Listed entries:
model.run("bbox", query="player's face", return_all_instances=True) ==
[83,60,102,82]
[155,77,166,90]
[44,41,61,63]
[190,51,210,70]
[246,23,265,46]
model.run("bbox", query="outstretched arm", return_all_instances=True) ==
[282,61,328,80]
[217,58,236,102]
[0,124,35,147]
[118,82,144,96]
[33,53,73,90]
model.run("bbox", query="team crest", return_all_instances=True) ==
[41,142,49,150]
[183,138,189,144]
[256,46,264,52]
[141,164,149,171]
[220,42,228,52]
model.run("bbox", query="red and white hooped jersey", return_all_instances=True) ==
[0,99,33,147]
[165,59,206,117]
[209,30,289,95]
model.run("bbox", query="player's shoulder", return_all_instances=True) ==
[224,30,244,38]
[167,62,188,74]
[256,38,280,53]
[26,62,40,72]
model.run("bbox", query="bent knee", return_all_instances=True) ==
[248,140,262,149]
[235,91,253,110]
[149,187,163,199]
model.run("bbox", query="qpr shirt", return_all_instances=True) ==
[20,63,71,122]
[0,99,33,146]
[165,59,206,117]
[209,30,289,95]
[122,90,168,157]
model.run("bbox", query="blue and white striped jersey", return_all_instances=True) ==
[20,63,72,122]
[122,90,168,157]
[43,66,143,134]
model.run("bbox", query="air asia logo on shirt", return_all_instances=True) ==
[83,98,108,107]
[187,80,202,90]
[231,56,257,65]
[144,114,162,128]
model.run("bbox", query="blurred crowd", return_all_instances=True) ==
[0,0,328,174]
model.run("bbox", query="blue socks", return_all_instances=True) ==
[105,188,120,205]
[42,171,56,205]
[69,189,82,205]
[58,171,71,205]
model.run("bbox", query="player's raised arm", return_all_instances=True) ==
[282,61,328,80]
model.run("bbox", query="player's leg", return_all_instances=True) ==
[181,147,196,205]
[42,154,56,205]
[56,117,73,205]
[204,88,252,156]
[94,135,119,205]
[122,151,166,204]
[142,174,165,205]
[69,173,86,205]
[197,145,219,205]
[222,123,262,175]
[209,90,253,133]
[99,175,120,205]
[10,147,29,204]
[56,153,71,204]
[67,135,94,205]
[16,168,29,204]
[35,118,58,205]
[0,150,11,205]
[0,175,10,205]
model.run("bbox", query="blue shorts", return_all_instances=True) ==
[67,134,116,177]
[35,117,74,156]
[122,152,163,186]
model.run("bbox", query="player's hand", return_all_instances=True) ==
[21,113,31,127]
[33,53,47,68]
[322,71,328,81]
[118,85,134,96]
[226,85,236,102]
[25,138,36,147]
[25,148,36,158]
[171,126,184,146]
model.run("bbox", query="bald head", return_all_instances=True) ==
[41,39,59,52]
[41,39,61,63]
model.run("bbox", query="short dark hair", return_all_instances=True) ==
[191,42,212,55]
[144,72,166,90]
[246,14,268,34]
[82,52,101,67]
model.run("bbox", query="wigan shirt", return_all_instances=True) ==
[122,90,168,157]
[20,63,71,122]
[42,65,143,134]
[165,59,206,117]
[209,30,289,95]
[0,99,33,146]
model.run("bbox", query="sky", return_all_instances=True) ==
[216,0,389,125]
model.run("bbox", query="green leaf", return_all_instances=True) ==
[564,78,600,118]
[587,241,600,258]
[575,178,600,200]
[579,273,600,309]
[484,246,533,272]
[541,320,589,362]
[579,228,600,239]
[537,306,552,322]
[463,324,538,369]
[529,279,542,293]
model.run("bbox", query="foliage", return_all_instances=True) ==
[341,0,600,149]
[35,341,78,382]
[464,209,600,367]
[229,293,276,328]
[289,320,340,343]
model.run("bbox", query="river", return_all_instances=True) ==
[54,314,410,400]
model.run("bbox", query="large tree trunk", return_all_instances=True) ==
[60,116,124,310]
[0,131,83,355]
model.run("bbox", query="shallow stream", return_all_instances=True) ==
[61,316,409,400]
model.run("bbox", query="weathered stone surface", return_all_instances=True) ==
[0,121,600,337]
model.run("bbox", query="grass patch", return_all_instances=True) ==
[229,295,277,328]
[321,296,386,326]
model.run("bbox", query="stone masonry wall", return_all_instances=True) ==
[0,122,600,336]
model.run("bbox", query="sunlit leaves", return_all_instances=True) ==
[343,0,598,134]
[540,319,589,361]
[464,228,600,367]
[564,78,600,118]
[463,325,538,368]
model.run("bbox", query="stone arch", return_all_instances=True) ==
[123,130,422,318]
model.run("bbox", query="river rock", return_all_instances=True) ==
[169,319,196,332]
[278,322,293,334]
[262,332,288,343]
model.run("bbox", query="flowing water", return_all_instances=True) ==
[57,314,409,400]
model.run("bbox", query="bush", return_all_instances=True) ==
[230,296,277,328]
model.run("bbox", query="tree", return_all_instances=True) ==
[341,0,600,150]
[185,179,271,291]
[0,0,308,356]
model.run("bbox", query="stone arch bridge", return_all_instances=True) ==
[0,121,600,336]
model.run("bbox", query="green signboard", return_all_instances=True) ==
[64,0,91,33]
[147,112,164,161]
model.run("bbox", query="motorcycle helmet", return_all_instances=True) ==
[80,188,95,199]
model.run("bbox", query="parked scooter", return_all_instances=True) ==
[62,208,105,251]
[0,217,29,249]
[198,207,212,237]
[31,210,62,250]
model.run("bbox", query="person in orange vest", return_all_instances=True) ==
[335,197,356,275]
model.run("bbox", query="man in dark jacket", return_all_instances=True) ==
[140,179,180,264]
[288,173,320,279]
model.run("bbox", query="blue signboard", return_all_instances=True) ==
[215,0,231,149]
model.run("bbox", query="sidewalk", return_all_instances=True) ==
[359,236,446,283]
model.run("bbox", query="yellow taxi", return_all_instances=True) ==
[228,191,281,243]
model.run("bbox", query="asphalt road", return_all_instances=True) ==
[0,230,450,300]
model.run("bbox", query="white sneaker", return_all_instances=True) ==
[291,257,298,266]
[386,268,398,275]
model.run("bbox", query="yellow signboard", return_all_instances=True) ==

Problem to solve: Return all of the records above line for line, with no changes.

Task result:
model.run("bbox", query="player's face", return_all_instances=True) ==
[83,60,102,82]
[155,77,166,90]
[44,41,61,63]
[190,51,210,70]
[246,23,265,46]
model.run("bbox", query="outstretched arm", return_all_instances=True) ==
[282,61,328,80]
[217,58,236,102]
[0,124,35,147]
[118,82,144,96]
[33,53,73,90]
model.run("bbox", query="team crest", return_all_instances=True) ==
[41,142,49,150]
[183,138,189,144]
[256,46,264,52]
[141,164,149,171]
[220,42,228,52]
model.run("bbox", query="red and white hooped jersey", return_all_instances=True) ==
[0,99,33,147]
[165,59,206,117]
[209,30,289,95]
model.run("bbox", query="player's shoulder", return_all_instances=True) ==
[224,30,244,38]
[167,62,188,74]
[256,38,280,53]
[26,62,40,72]
model.run("bbox", query="bent knee", return_all_instances=True) ==
[248,140,262,149]
[235,91,253,110]
[149,187,163,199]
model.run("bbox", query="qpr shirt", return_all_instances=True) ==
[20,63,71,122]
[0,99,33,146]
[165,59,206,117]
[209,30,289,95]
[122,90,168,157]
model.run("bbox", query="blue and white striped jersey", return_all_instances=True) ==
[20,63,72,122]
[122,90,168,157]
[43,66,143,134]
model.run("bbox", query="air asia logo on shirt", return_all_instances=True) ==
[83,98,108,107]
[187,80,202,90]
[231,56,257,65]
[144,114,162,128]
model.run("bbox", query="blurred crowd", return_all_instances=True) ==
[0,0,328,174]
model.run("bbox", query="blue socks", return_all_instances=True) ==
[105,188,120,205]
[42,171,56,205]
[69,189,82,205]
[58,171,71,205]
model.run("bbox", query="player's raised arm", return_all_instances=True) ==
[282,61,328,80]
model.run("bbox", query="player's leg", return_all_instances=True) ==
[181,147,196,205]
[42,154,56,205]
[56,117,73,205]
[204,88,252,156]
[94,135,119,205]
[122,151,166,204]
[142,174,165,205]
[69,173,86,205]
[197,145,219,205]
[222,123,262,175]
[209,90,253,133]
[99,175,120,205]
[10,147,29,204]
[56,153,71,204]
[67,135,94,205]
[16,168,29,204]
[35,118,58,205]
[0,150,11,205]
[0,175,10,205]
model.run("bbox", query="blue shorts", return_all_instances=True) ==
[67,134,116,177]
[35,117,74,156]
[122,152,163,186]
model.run("bbox", query="player's hand", return_all_instances=True) ==
[21,113,31,127]
[33,53,47,68]
[322,71,328,81]
[118,85,134,96]
[226,85,236,102]
[25,138,36,147]
[25,148,36,158]
[171,126,184,146]
model.run("bbox", query="bald head", return_all_instances=True) ==
[41,39,59,52]
[41,39,61,63]
model.run("bbox", query="short dark hair", return_all_instances=True) ==
[191,42,212,55]
[144,72,166,90]
[246,14,268,34]
[82,52,101,67]
model.run("bbox", query="wigan shirt", return_all_instances=True) ==
[122,90,168,157]
[20,63,71,122]
[42,65,143,134]
[165,59,206,117]
[209,30,289,95]
[0,99,33,146]
model.run("bbox", query="sky", return_all_instances=True) ==
[216,0,389,125]
model.run("bbox", query="green leaf", return_all_instances=True) ==
[564,78,600,118]
[587,241,600,258]
[575,178,600,200]
[579,273,600,309]
[484,246,533,272]
[541,320,589,362]
[579,228,600,239]
[537,306,552,322]
[463,324,538,369]
[529,279,542,293]
model.run("bbox", query="foliage", return_all_instances=True) ==
[341,0,600,149]
[35,341,78,382]
[464,209,600,367]
[229,293,276,328]
[289,320,340,343]
model.run("bbox", query="river", return_all_instances=True) ==
[54,314,410,400]
model.run("bbox", query="large tree trunk", return_all_instances=True) ==
[60,116,124,310]
[0,131,83,355]
model.run("bbox", query="shallow stream", return_all_instances=True) ==
[61,316,409,400]
model.run("bbox", query="weathered stone surface", return_all_instances=True) ==
[0,121,600,337]
model.run("bbox", query="grass patch", return_all_instances=True) ==
[229,295,277,328]
[321,296,386,326]
model.run("bbox", query="stone masonry wall", return_all_instances=True) ==
[0,122,600,336]
model.run("bbox", query="sunlit leaves", return_all_instances=True) ==
[343,0,598,134]
[540,319,589,361]
[464,228,600,367]
[564,78,600,118]
[463,325,538,368]
model.run("bbox", query="stone arch", return_all_instances=True) ==
[123,130,422,318]
model.run("bbox", query="river rock", return_all_instances=True) ==
[169,319,196,332]
[278,322,293,334]
[262,332,288,343]
model.run("bbox", query="flowing water", return_all_instances=True) ==
[57,314,409,400]
model.run("bbox", query="bush", return_all_instances=True) ==
[230,296,277,328]
model.run("bbox", query="tree", return_all_instances=True) ==
[341,0,600,150]
[185,179,271,291]
[0,0,308,356]
model.run("bbox", query="stone arch bridge", return_all_instances=True) ==
[0,121,600,336]
model.run("bbox", query="green signboard", return_all_instances=True) ==
[64,0,91,33]
[147,112,164,161]
model.run("bbox", query="motorcycle helmet", return_all_instances=True) ==
[80,188,95,199]
model.run("bbox", query="parked scooter", return_all_instances=True) ==
[62,208,105,251]
[0,217,29,249]
[198,207,212,237]
[31,210,62,250]
model.run("bbox", query="person in orange vest", return_all_instances=True) ==
[335,197,356,275]
model.run("bbox", query="man in dark jacket", return_all_instances=True) ==
[140,179,180,264]
[288,173,320,279]
model.run("bbox", query="blue signboard", return_all_instances=True) ==
[215,0,231,149]
model.run("bbox", query="sidewalk", return_all_instances=True) ==
[359,236,446,283]
model.run("bbox", query="yellow taxi", return_all_instances=True) ==
[228,191,281,243]
model.run("bbox", query="asphalt road", return_all_instances=True) ==
[0,230,450,300]
model.run("bbox", query="white sneaker", return_all_instances=True) ==
[291,257,298,266]
[386,268,398,275]
model.run("bbox", query="yellow signboard", return_all_instances=True) ==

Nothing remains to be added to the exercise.